▶ _WHAT IS NEEDED_:
Reproduce the data word for word, from its first line through the line containing "361 141 400 197", including that line.

(Saved data entries)
☆ ☆ ☆ ☆ ☆

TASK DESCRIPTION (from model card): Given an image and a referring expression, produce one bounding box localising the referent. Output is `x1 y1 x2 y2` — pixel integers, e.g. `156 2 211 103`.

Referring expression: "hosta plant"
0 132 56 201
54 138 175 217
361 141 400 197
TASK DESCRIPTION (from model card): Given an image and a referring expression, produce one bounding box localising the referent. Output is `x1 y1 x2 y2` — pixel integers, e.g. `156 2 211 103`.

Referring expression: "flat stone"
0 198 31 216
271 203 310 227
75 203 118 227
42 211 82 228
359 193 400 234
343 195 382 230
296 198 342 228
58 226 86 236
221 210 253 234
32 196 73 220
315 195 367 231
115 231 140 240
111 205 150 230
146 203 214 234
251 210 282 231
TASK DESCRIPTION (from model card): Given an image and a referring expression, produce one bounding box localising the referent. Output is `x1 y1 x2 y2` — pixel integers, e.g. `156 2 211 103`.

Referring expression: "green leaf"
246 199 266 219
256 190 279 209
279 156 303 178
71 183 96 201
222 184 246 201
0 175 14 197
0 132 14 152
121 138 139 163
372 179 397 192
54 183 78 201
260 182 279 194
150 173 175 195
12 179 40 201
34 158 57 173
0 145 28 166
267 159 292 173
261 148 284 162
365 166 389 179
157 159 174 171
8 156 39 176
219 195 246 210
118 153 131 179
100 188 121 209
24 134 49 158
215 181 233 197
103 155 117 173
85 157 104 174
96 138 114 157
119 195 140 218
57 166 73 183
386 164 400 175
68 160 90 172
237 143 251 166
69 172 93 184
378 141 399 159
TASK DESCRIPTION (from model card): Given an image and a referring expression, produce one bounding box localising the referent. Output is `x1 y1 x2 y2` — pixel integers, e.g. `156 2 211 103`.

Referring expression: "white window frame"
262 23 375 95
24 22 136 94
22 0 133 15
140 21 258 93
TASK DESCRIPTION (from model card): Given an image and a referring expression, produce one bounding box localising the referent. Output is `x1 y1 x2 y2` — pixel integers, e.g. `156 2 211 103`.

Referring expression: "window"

☆ ☆ ☆ ☆ ☆

▶ _ANSWER FOR THIS EXERCISE_:
TASK DESCRIPTION (from model card): Given an image and a referring expression, produce one bounding box localising the referent. Output is `x1 y1 x2 y2` — pixel integers, e.g. `156 2 211 103`.

Referring expression: "hosta plant"
0 132 56 201
54 138 175 217
361 141 400 197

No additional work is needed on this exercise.